- **Exercise description**:
Every line from the beginning of the records below up to the one holding "<point>1296,229</point>" should be quoted exactly; leave out the rest.

- **The data**:
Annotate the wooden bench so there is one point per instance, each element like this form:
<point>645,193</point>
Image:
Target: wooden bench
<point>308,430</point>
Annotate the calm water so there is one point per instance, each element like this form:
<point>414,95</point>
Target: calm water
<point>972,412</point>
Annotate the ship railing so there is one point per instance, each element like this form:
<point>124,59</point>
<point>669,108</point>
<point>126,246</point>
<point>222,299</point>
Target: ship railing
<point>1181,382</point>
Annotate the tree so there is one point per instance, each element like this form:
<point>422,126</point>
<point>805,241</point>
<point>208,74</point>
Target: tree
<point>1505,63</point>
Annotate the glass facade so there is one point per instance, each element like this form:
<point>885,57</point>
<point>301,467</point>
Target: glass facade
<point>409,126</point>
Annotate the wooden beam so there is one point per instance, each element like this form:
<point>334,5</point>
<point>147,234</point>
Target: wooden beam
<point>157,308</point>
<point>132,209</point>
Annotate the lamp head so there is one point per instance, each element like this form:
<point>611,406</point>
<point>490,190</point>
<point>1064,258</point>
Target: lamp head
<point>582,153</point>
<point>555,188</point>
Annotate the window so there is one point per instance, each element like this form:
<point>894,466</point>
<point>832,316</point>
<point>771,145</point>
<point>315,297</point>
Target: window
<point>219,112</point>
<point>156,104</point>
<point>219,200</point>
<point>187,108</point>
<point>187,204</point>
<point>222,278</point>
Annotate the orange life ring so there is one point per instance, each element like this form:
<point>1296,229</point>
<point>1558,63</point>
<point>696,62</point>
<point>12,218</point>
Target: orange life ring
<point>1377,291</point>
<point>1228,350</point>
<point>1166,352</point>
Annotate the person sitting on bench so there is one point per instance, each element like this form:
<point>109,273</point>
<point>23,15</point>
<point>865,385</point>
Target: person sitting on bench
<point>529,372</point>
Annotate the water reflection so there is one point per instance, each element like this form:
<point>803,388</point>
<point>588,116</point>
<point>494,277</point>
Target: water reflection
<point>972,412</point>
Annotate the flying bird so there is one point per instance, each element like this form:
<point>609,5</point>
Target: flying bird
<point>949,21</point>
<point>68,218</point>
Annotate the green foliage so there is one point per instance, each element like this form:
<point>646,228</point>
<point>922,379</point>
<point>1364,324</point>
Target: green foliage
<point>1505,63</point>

- **Task result**:
Annotate the wooden bench so there is one point per instance, each element like this form:
<point>645,193</point>
Image:
Target: wooden bench
<point>308,430</point>
Annotate the calm water so there is one point per instance, each element like this form:
<point>414,95</point>
Target: calm water
<point>972,412</point>
Annotate the ship railing so there is one point per instance, each element like this form:
<point>124,59</point>
<point>669,108</point>
<point>126,246</point>
<point>222,299</point>
Target: ship railing
<point>1181,382</point>
Annotate the tree so there is one point per instance, each element like this form:
<point>422,126</point>
<point>805,241</point>
<point>208,74</point>
Target: tree
<point>1505,63</point>
Annotate the glass facade so there is one point per instance, each element like this form:
<point>885,57</point>
<point>301,467</point>
Target: glass facade
<point>409,126</point>
Annotate the wooden beam so there is one point per instance, each element like this form:
<point>334,5</point>
<point>147,234</point>
Target: wooden beam
<point>157,308</point>
<point>132,209</point>
Annotate the lamp head so there is one point per instance, each element like this form:
<point>611,406</point>
<point>490,190</point>
<point>1064,258</point>
Target: lamp head
<point>582,153</point>
<point>555,188</point>
Annotate the window so there is one point per instance, each element like this form:
<point>894,466</point>
<point>832,316</point>
<point>771,145</point>
<point>315,297</point>
Target: window
<point>219,112</point>
<point>156,104</point>
<point>219,200</point>
<point>187,108</point>
<point>187,204</point>
<point>222,278</point>
Annotate the orange life ring so there is one point per instance, each element like this form:
<point>1296,229</point>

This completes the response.